Coordinate labeling data:
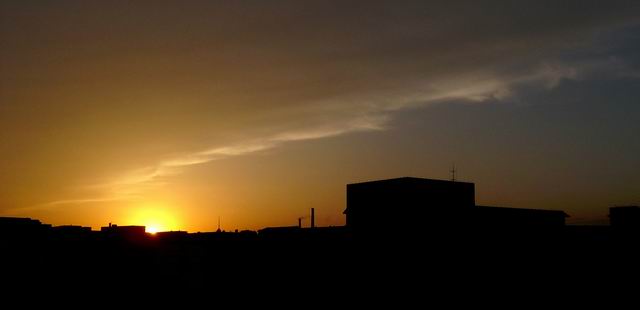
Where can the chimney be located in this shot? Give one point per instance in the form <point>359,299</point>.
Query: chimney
<point>313,217</point>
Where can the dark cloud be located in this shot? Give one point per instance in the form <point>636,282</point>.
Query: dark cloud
<point>148,86</point>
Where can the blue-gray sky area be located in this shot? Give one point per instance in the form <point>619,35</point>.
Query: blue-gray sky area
<point>172,113</point>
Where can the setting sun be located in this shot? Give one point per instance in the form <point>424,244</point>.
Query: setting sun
<point>155,218</point>
<point>152,229</point>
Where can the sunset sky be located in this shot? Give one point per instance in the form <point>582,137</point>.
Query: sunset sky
<point>171,114</point>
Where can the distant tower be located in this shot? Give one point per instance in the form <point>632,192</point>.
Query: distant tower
<point>453,173</point>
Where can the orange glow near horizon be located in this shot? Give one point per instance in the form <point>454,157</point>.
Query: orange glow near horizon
<point>155,218</point>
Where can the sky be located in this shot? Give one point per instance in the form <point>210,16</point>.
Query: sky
<point>172,114</point>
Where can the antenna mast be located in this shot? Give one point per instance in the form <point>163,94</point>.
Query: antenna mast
<point>453,173</point>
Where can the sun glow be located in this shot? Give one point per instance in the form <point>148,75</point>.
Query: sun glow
<point>155,218</point>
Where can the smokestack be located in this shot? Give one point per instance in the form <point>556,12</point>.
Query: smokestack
<point>313,217</point>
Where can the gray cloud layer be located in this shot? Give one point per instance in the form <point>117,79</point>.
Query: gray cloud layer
<point>293,70</point>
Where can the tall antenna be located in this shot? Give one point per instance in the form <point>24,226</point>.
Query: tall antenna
<point>453,172</point>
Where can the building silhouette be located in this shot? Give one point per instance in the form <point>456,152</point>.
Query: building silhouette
<point>416,205</point>
<point>408,203</point>
<point>624,217</point>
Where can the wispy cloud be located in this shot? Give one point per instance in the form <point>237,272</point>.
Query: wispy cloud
<point>373,112</point>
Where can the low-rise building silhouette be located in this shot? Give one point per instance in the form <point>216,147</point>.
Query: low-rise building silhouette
<point>625,217</point>
<point>500,217</point>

**Given problem:** Give again only the lines starting at the one that contains "Where can the sun glow" and running to the end of the data.

**Result of the task:**
Where can the sun glow be located in this shot? Give one point per instance in the form <point>148,75</point>.
Query: sun glow
<point>155,218</point>
Where can the smokestack be located in this shot? Give one point per instance in the form <point>556,12</point>.
Query: smokestack
<point>313,217</point>
Where can the gray cloud layer be located in this shot? Give one point per instance in the form <point>117,79</point>.
Query: gray cloud layer
<point>293,70</point>
Where can the tall antenna be located in this shot? Give one point per instance in the form <point>24,226</point>.
Query: tall antenna
<point>453,172</point>
Where can the building silhouette be located in this shot? Give one point per instance in the form <point>456,152</point>.
Query: building silhouette
<point>416,205</point>
<point>408,203</point>
<point>624,217</point>
Where can the wispy cloud be located in this shot? Give one point per instance in the form <point>237,272</point>.
Query: wispy cloud
<point>373,112</point>
Where can the low-rise building silhouette be located in this shot? Give one point per instance in the form <point>216,147</point>.
Query: low-rise building silhouette
<point>625,217</point>
<point>500,217</point>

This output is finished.